## TO BE DONE
Retype each of the lines below word for word, leaving out the pictures.

··· ROWS ···

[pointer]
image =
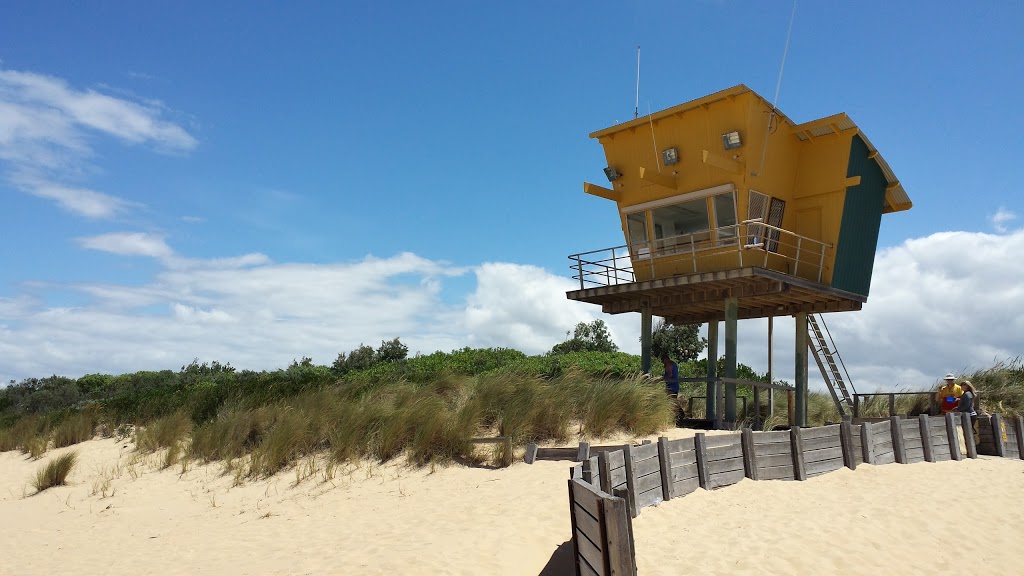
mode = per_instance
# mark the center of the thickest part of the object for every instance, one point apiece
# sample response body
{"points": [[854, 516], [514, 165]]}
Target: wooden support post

···

## CORRECT RESPONSE
[pointer]
image =
mode = per_instance
# mark the center of the thickest part of the object for every instance, one point apiece
# sample response body
{"points": [[854, 516], [514, 165]]}
Target: wooden support post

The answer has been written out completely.